▶ _ASSIGNMENT_
Each record below is to be output with no change at all.

======== INFORMATION GIVEN

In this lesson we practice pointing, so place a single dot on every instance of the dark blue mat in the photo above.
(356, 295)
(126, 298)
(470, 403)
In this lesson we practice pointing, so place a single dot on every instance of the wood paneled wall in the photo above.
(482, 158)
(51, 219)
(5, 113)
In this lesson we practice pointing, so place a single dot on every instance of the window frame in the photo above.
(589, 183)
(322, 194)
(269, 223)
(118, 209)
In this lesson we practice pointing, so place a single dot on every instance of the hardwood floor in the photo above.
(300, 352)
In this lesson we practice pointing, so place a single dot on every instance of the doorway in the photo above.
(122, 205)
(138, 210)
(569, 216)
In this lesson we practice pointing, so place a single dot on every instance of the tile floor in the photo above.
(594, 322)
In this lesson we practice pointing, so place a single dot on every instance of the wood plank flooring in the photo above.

================

▶ _FINAL ANSWER_
In this lesson we practice pointing, so place a single dot on every instance of the dark blue mat in the photo above.
(356, 295)
(126, 298)
(470, 403)
In this lesson we practice pointing, so place a single dot on every instance of the wood paneled wall in the photo above.
(482, 158)
(51, 219)
(5, 113)
In this lesson we practice pointing, so place a single dot on every instance of the window frame in the photo above.
(589, 183)
(322, 194)
(269, 223)
(118, 209)
In this lesson we practice pointing, so place a single dot on every instance of the hardwood floor in the photo above.
(300, 352)
In this lesson we practice pointing, so place a single dot on every instance of the doorway in the photo above.
(122, 205)
(138, 210)
(569, 216)
In this lesson we practice pointing, so place a single dot on every instance of the tile floor in the photo above.
(594, 322)
In this lesson we practice pointing, so place a single dot on every instance of the wood plank flooring in the photo above.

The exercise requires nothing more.